EXERCISE TASK — Rewrite the lines below, swapping every "wildlife tally" for "field survey" and leaving everything else as it is.

(Excerpts from point annotation data)
────────

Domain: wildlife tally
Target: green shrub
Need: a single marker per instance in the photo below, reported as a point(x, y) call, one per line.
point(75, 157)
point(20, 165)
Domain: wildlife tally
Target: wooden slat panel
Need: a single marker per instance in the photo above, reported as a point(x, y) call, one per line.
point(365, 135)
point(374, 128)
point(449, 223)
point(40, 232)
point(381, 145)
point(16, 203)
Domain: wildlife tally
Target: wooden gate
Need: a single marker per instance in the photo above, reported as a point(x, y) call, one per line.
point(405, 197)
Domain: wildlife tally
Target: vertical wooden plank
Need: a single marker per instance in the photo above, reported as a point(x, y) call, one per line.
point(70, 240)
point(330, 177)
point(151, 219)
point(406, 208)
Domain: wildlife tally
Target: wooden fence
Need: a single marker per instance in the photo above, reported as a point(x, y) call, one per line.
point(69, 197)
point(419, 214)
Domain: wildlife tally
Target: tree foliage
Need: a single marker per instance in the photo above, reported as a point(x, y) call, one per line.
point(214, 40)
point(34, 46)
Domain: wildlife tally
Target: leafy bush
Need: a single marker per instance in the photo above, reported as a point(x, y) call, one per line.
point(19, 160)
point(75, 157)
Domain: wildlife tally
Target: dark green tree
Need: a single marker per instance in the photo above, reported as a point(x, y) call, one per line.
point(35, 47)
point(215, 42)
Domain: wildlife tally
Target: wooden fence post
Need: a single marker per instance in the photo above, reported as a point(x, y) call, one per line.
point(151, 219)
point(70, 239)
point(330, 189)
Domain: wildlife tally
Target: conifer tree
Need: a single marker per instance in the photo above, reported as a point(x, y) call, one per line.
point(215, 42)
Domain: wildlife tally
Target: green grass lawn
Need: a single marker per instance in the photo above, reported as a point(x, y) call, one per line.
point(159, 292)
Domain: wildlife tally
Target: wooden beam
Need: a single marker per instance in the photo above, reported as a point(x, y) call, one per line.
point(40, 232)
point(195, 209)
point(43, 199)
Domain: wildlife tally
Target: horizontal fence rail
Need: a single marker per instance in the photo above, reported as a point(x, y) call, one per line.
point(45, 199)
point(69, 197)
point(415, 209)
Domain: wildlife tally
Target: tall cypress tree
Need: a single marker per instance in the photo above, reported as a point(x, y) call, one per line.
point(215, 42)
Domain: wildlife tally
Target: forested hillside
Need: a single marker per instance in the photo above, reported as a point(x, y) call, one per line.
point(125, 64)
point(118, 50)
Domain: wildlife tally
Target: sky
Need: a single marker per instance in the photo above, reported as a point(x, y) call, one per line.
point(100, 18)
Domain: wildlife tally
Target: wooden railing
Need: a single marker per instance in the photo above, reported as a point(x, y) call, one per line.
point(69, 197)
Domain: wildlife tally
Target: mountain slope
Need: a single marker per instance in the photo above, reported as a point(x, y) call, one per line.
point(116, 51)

────────

TASK SOLUTION —
Domain: field survey
Target: green shrub
Need: a single marker per instance in the photo below, reported as a point(x, y) call, one per line.
point(75, 157)
point(20, 165)
Domain: field survey
Target: wooden slat panel
Need: a single marker per instance in the photo above, reported as a point(x, y) call, one per line.
point(365, 135)
point(374, 128)
point(449, 223)
point(40, 232)
point(381, 145)
point(16, 203)
Domain: field survey
Target: wooden gate
Need: a single marker per instance in the photo above, reported as a point(x, y) call, one per line.
point(405, 197)
Domain: field survey
Target: vertical wooden plank
Need: a single marker per instance in the photo above, reported as a point(x, y) call, one per line.
point(70, 240)
point(330, 177)
point(151, 219)
point(406, 208)
Domain: field survey
Target: wooden fence
Need: a single marker per instance in the photo above, reported as a point(x, y) call, one per line.
point(69, 197)
point(419, 214)
Domain: field survey
Target: tree foliage
Need: a single marker per instance in the photo above, reported as a point(x, y) call, one per line.
point(214, 40)
point(34, 46)
Domain: field survey
Target: leafy bush
Need: a single marker per instance in the photo above, reported as a point(x, y) call, one per line.
point(19, 160)
point(75, 157)
Domain: field survey
Target: dark green tree
Need: a single marker per instance in the photo above, reported as a point(x, y) call, one per line.
point(35, 47)
point(215, 42)
Domain: field survey
Target: wooden fence post
Need: a single marker per instance in the photo above, reported as a point(x, y) call, one per line.
point(151, 219)
point(70, 239)
point(330, 189)
Domain: field survey
Target: conifer tree
Need: a single marker per instance in the photo above, reported as a point(x, y) call, one per line.
point(215, 42)
Domain: field survey
Target: green grass lawn
Need: a single marker per instance in the photo above, reported as a point(x, y) call, one per line.
point(159, 292)
Domain: field survey
Target: wooden beam
Need: a single marker per instance in the photo above, reported as a point(x, y) call, one per line.
point(40, 232)
point(195, 209)
point(43, 199)
Domain: field survey
Target: horizontal fence rail
Need: a single marker per instance in the photo above, reported as a point(x, y) call, one per line.
point(45, 199)
point(69, 197)
point(415, 209)
Domain: field survey
Target: tall cypress tree
Need: a single marker per instance in the photo above, reported as a point(x, y) call, one per line.
point(215, 42)
Domain: field survey
Target: forested hillside
Need: a single marker per instance in the photo above, reported as a point(x, y) call, one per line.
point(125, 64)
point(118, 50)
Domain: field survey
Target: sky
Need: a single marker per instance in the photo above, reported as a point(x, y) call, one per line.
point(100, 18)
Domain: field survey
Target: wooden railing
Need: a single marker per instance in the photo above, reported as a point(x, y) call, one per line.
point(69, 197)
Domain: field survey
Target: mountain slope
Need: a single marker per instance in the photo above, reported as a point(x, y) call, one per line.
point(116, 51)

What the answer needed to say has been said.